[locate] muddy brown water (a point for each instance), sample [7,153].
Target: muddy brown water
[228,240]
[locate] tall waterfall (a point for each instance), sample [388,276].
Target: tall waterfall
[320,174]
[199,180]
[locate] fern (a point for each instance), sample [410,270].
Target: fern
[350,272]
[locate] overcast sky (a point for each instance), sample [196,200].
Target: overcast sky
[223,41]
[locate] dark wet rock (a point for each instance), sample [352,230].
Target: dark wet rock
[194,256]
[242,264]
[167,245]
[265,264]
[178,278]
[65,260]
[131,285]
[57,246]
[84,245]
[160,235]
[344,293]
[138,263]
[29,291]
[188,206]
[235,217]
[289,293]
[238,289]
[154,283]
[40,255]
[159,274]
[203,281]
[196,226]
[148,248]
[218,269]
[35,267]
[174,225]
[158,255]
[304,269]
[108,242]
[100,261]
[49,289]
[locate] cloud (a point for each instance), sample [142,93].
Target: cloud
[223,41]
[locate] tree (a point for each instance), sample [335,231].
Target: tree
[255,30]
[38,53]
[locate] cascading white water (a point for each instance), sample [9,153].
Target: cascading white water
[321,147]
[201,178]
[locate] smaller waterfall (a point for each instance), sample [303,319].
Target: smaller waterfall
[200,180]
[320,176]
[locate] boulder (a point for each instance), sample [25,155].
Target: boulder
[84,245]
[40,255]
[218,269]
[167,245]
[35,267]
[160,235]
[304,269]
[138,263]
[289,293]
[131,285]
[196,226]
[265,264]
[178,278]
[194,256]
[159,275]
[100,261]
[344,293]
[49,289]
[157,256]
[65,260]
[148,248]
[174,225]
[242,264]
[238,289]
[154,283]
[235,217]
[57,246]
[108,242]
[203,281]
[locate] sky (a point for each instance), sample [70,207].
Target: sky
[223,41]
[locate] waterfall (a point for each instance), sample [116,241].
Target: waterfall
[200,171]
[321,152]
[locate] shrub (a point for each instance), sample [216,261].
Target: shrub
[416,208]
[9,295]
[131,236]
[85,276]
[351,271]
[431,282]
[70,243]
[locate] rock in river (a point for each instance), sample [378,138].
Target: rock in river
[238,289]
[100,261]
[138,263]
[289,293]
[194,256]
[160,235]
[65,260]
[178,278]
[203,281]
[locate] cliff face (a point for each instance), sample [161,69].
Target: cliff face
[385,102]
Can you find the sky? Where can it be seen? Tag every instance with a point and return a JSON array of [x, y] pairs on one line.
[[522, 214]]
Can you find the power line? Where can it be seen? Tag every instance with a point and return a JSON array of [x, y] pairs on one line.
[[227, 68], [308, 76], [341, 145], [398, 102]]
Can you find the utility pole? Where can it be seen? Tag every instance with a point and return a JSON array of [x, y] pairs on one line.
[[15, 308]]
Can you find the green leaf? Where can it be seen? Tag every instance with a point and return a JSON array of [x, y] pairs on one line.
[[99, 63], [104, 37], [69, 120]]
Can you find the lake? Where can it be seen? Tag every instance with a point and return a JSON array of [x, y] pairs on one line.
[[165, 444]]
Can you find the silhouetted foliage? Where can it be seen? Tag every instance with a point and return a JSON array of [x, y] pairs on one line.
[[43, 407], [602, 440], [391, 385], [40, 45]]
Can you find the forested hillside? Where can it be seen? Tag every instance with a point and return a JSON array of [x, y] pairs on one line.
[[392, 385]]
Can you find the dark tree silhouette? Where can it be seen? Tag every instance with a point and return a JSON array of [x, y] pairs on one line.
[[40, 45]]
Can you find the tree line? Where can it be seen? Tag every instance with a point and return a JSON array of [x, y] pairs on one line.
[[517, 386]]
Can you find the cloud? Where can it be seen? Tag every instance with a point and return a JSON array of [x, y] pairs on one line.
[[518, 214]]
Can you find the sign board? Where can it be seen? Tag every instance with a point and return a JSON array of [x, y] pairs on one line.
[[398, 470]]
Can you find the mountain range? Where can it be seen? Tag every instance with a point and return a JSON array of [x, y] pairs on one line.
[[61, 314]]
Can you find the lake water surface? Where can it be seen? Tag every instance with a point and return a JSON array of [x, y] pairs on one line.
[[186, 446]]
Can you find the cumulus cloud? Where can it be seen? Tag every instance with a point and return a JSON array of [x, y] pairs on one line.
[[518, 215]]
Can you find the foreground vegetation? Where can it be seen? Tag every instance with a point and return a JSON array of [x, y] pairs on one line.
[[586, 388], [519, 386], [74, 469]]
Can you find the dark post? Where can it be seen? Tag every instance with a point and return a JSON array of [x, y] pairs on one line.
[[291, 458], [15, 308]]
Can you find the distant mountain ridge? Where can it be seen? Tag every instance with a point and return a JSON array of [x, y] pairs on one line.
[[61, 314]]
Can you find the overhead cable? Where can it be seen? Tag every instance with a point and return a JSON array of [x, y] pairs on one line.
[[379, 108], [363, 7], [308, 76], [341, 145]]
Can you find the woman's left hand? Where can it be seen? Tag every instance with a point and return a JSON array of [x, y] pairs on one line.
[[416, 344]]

□ □ □ □ □ □ □

Copy the lines above exactly, taking the stretch from the line that contains "Can you find the forested" through the line that contains "[[517, 386]]".

» **PROBLEM SOLUTION**:
Can you find the forested hillside? Where can it be seen? Tag every instance with a point and return a JSON array of [x, y] pairs on one line.
[[392, 385]]
Can you find the dark tree silhouette? Where can it be seen? Tag every instance with a point and return a JSON array of [x, y] pairs on one line.
[[40, 45]]
Can you find the tree line? Where can it be seen? Tag every instance with a point and return a JSON array of [x, y] pairs on one line.
[[517, 386]]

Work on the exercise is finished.